> **EXERCISE REQUIREMENTS**
Copy every entry exactly.

Object location annotation data
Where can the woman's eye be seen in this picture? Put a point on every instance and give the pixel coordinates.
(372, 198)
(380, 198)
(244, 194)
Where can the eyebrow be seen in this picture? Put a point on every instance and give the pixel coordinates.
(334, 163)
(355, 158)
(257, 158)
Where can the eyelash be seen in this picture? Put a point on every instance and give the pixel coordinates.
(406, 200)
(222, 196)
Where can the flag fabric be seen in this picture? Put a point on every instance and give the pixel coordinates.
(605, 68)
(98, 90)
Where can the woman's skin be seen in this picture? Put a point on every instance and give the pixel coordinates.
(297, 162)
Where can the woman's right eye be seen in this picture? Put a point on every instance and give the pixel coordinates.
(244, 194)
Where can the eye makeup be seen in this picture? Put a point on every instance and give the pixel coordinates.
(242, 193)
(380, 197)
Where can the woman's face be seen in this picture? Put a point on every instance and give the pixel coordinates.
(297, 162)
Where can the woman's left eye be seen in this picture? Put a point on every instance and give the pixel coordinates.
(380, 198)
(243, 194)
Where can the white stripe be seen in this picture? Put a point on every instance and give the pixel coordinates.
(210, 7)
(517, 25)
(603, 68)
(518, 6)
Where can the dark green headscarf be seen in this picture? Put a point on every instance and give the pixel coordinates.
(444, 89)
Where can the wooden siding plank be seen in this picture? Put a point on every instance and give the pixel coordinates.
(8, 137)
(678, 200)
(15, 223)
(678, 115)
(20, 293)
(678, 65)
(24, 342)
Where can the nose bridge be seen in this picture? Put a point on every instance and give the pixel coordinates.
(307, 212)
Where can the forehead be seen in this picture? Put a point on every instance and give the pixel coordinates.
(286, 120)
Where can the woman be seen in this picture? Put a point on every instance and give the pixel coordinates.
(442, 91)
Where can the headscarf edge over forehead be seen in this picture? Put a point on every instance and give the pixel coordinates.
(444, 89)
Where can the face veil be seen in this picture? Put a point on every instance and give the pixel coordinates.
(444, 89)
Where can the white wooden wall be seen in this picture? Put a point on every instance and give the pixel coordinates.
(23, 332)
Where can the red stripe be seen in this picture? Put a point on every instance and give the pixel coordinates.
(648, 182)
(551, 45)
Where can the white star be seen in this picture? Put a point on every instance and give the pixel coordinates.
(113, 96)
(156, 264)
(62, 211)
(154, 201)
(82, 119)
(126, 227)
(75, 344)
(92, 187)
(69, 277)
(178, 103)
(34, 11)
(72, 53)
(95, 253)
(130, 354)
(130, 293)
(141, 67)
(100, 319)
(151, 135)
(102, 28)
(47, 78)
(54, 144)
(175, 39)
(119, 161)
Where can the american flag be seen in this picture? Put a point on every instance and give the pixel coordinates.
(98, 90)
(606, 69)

> **FINISHED EXERCISE**
Where can the woman's eye be seen in this picture? Put a point on every instance and give the pixel coordinates.
(372, 198)
(380, 198)
(244, 194)
Where can the eyebrow be seen in this picture? Put a point on every instance and give the pixel coordinates.
(334, 163)
(355, 158)
(257, 158)
Where can the eyelash be seen in this picture? Put a point on every instance and give the pixel coordinates.
(406, 200)
(222, 196)
Where can the flag fabric be seen in this picture? Put a point on every instance and give the pixel coordinates.
(605, 68)
(98, 90)
Where can the woman's skin be seen in this picture? Put a point on every instance and give the pixel coordinates.
(297, 162)
Where can the woman's right eye be seen in this picture? Put a point on every instance and give the pixel coordinates.
(244, 194)
Where can the eye makeup be seen in this picture? Put a point on every instance and give the pixel coordinates.
(242, 193)
(380, 197)
Where can the woman's face be seen in this picture? Put a point on every instance and give the pixel coordinates.
(297, 162)
Where can the woman's left eye be seen in this picture? Put a point on every instance and give the pixel coordinates.
(380, 198)
(243, 194)
Where can the white stripe be seen in this picture? Put a point on every instance and give the pixel coordinates.
(210, 7)
(517, 25)
(603, 68)
(518, 6)
Where can the dark green headscarf be seen in this picture? Put a point on every instance and give the pixel coordinates.
(444, 89)
Where can the wooden siding plank be seen in this picture? Put a point on every instance and give the pixel coordinates.
(8, 137)
(678, 200)
(15, 223)
(678, 115)
(20, 293)
(678, 65)
(24, 342)
Where can the nose bridge be seen in this picture? Put a point on every instance and give the pixel coordinates.
(307, 212)
Where can the forehead be seen in this picture? Put a point on every instance and give the pixel coordinates.
(286, 120)
Where can the woman be seen in this picture? Put a point on every instance and give the pixel coordinates.
(442, 91)
Where can the headscarf edge over forehead be seen in this picture? Put a point on every instance and give the pixel coordinates.
(444, 89)
Where can the face veil be seen in this picture? Put a point on every instance and give the pixel coordinates.
(444, 89)
Where can the white wooden wall be seen in this picture? Put a point on every instance and give the pixel coordinates.
(23, 332)
Where can the red stripe be seen in this picture? Put a point on every instance and give the pixel coordinates.
(648, 182)
(551, 45)
Where can the white star be seen in this picture? Put a point on every instance and give the pixel coordinates.
(113, 96)
(156, 264)
(62, 211)
(154, 201)
(82, 119)
(126, 227)
(75, 344)
(92, 187)
(69, 277)
(178, 103)
(34, 11)
(72, 53)
(95, 253)
(130, 354)
(130, 293)
(141, 67)
(100, 319)
(151, 135)
(102, 28)
(47, 78)
(54, 144)
(175, 39)
(119, 161)
Where can the american flag be seen in this picture? Put a point on every instance and give the pixel coordinates.
(98, 90)
(606, 69)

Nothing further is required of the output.